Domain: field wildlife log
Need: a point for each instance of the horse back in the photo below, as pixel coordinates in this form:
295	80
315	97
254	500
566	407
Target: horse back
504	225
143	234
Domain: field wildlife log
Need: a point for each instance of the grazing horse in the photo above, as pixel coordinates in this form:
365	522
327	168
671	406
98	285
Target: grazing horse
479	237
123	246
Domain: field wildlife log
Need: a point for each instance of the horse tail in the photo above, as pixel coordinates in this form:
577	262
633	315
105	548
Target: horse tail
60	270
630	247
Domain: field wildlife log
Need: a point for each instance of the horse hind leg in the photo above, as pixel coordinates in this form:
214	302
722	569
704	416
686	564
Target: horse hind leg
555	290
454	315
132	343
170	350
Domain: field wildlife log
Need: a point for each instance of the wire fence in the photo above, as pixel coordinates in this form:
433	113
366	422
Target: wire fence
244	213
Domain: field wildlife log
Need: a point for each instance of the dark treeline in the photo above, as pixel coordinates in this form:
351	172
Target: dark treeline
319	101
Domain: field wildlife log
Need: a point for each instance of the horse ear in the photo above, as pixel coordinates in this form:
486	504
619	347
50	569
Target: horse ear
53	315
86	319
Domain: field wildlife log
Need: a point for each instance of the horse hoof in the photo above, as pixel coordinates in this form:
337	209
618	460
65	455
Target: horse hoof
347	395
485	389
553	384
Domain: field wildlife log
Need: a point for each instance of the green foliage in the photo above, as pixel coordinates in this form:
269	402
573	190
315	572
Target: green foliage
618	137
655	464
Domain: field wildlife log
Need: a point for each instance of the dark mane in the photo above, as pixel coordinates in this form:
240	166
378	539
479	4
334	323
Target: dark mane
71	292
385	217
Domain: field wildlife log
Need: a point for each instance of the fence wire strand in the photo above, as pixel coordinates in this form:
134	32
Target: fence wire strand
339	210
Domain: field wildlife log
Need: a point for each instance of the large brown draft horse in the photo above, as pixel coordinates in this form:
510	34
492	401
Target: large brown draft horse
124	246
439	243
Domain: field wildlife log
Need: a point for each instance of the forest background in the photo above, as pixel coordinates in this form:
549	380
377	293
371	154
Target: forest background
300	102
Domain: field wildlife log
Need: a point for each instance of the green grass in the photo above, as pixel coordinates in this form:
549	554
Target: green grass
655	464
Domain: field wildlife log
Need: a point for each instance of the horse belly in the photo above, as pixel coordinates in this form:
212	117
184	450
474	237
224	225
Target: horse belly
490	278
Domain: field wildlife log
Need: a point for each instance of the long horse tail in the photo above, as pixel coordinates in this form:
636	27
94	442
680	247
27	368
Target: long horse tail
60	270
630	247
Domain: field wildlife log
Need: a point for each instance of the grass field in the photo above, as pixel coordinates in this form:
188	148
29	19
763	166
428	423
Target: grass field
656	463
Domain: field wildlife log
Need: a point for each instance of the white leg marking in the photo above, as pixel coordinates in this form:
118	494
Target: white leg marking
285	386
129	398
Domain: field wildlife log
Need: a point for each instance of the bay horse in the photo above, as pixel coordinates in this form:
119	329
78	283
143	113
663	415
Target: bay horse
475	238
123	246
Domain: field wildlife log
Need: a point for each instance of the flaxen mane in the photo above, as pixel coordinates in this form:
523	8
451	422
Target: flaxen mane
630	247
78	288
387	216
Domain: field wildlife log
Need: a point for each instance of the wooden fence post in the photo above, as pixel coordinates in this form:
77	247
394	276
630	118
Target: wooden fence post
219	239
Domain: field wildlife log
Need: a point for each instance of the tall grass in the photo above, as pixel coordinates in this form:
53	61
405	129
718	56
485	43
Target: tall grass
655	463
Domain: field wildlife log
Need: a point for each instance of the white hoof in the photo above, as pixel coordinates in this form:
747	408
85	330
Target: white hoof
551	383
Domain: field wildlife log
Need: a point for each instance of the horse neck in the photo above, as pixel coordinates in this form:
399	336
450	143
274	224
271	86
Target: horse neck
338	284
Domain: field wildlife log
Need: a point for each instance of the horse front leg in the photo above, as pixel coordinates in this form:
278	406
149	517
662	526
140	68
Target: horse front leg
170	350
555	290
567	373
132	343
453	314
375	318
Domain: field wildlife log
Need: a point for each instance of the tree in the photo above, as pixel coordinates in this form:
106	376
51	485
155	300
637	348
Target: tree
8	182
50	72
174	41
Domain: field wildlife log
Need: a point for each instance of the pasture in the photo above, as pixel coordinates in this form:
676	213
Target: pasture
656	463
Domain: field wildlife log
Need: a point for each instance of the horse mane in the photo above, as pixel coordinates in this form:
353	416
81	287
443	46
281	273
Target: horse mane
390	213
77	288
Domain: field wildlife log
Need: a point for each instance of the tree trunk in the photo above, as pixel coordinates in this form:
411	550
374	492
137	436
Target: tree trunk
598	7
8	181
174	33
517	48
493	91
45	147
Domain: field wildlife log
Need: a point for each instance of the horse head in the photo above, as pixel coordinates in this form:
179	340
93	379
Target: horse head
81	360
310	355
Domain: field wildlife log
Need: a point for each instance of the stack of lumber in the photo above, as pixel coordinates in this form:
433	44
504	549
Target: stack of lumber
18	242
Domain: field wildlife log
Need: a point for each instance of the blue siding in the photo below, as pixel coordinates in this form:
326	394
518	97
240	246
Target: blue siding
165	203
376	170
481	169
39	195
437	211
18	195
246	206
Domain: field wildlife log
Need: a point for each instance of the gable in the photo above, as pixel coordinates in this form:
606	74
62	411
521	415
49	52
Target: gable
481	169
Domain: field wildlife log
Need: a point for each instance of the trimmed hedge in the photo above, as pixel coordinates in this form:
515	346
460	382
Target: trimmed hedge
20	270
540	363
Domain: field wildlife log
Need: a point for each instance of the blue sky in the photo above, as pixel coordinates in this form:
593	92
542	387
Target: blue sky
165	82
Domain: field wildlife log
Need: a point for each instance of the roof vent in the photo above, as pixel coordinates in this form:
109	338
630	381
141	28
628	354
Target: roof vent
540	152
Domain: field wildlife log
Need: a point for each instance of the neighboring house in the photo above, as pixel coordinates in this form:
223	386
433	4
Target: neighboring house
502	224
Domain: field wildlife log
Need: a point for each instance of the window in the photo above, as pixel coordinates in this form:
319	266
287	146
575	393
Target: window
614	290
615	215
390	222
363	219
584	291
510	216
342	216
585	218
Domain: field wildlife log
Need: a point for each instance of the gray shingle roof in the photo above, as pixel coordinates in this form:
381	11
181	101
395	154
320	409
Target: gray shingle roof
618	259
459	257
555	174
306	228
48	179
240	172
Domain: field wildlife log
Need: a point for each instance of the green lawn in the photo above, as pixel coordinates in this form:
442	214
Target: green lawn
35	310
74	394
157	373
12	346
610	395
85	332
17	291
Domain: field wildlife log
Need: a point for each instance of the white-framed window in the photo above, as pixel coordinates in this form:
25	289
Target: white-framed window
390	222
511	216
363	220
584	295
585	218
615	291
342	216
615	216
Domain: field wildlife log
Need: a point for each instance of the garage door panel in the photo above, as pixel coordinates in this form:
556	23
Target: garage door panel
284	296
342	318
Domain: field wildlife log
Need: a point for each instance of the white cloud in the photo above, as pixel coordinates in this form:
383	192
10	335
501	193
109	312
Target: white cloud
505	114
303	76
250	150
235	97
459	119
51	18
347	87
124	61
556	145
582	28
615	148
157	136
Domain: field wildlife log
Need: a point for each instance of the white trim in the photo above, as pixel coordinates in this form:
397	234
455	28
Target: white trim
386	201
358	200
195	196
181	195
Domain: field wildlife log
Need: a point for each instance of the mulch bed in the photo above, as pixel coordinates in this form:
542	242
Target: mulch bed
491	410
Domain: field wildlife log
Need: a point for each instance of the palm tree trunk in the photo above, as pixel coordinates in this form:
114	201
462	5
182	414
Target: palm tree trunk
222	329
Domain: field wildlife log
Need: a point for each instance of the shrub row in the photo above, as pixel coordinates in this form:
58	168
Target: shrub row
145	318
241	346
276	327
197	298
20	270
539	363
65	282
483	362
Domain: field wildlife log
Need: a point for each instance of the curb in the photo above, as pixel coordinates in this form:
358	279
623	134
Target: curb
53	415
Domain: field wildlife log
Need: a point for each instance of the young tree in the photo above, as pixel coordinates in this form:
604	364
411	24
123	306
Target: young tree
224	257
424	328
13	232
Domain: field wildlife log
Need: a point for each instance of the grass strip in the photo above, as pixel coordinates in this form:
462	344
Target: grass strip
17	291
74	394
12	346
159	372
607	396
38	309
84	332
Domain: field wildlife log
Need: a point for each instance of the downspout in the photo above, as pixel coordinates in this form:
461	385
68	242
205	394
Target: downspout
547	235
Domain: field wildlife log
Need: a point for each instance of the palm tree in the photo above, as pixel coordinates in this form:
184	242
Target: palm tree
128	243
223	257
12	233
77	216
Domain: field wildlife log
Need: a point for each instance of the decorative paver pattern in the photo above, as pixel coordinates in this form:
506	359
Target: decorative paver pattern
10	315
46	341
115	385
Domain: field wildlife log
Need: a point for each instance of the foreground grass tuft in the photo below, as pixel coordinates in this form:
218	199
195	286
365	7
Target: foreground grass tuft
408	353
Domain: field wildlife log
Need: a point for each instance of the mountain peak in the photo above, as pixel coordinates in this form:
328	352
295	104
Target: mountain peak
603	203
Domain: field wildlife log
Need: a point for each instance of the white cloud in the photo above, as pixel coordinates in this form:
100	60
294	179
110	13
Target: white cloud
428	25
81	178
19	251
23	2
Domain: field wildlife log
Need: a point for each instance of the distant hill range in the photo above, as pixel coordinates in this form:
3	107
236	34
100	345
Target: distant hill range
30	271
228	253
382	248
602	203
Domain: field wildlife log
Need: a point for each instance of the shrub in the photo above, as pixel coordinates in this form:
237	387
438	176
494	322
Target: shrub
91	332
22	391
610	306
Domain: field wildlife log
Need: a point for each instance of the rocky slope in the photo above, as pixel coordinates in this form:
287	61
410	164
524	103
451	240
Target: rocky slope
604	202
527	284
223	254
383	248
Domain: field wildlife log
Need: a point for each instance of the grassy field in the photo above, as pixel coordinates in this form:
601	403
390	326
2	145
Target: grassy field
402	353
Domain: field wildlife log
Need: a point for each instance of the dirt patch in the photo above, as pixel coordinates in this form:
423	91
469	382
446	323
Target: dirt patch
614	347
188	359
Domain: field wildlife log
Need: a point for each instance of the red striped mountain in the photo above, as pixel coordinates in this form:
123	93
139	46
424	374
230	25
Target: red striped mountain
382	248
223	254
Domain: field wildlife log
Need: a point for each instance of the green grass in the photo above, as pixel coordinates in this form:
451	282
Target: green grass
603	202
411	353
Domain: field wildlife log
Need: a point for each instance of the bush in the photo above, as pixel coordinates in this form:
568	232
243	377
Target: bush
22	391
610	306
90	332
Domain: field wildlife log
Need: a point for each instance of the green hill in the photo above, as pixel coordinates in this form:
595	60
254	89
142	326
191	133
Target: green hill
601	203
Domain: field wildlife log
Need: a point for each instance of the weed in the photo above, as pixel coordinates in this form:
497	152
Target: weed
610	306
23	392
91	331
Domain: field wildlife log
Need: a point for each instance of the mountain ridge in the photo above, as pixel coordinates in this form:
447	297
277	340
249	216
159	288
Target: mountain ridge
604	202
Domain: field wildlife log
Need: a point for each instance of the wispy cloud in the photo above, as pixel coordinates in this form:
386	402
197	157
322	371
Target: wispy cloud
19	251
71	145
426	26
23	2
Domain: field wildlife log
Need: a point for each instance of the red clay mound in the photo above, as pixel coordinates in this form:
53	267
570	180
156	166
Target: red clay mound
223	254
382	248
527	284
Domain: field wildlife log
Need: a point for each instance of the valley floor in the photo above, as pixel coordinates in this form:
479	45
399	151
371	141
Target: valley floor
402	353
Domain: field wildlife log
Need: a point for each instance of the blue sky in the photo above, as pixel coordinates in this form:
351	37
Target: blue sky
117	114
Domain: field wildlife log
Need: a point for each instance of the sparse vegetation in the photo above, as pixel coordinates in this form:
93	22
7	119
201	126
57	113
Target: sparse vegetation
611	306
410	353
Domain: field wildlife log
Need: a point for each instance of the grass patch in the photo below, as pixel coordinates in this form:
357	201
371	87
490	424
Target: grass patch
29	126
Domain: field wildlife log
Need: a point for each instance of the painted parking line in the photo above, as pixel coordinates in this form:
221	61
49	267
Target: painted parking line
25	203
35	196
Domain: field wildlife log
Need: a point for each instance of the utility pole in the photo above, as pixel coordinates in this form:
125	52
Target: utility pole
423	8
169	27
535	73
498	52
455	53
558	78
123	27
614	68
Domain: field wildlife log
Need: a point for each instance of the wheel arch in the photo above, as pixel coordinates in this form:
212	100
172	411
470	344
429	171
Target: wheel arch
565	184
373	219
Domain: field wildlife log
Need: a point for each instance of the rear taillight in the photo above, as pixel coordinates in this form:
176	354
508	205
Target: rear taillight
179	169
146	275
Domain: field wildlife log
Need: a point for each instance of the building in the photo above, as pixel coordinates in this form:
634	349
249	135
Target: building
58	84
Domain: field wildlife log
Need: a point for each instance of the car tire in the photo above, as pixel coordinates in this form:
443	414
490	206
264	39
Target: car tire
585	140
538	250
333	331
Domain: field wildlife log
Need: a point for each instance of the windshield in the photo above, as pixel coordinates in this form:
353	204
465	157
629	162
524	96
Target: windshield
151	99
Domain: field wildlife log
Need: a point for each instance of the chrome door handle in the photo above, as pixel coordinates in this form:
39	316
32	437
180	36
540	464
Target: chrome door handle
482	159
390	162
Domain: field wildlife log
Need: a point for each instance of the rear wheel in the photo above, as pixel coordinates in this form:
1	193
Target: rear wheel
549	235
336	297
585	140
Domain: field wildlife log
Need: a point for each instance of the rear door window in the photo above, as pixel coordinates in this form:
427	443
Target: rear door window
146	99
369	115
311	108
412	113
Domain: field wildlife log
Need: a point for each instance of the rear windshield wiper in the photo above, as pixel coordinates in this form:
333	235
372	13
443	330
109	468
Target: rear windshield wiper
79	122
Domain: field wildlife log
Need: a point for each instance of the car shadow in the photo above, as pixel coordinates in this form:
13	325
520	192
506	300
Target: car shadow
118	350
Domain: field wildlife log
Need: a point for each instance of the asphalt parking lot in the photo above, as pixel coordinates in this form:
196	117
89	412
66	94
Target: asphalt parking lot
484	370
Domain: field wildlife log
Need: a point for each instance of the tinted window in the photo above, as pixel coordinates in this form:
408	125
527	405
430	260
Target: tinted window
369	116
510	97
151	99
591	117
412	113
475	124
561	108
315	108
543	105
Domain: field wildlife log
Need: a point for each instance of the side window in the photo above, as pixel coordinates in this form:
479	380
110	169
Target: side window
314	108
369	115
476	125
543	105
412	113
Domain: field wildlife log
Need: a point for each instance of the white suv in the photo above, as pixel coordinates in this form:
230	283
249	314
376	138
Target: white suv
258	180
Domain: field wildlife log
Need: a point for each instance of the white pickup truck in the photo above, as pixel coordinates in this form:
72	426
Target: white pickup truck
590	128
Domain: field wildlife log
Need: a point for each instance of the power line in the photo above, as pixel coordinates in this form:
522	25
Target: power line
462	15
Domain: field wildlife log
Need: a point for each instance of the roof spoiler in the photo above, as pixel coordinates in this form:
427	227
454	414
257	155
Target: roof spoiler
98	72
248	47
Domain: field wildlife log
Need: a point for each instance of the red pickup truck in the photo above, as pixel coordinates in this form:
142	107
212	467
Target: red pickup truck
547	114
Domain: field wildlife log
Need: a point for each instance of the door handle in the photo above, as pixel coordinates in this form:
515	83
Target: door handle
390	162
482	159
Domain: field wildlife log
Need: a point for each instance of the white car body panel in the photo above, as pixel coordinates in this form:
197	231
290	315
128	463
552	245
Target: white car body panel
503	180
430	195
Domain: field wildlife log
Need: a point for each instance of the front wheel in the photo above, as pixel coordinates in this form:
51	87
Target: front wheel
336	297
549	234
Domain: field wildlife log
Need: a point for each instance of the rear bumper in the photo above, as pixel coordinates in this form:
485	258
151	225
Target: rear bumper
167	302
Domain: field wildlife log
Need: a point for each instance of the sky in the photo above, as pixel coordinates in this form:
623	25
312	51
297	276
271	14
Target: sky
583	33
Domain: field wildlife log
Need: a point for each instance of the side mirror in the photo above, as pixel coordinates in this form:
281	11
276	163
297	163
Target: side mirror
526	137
____________
> _Problem description_: Count the lines of the records that contain the string "peak", matching case exactly, and reply with only the number.

> _Complete response_: 2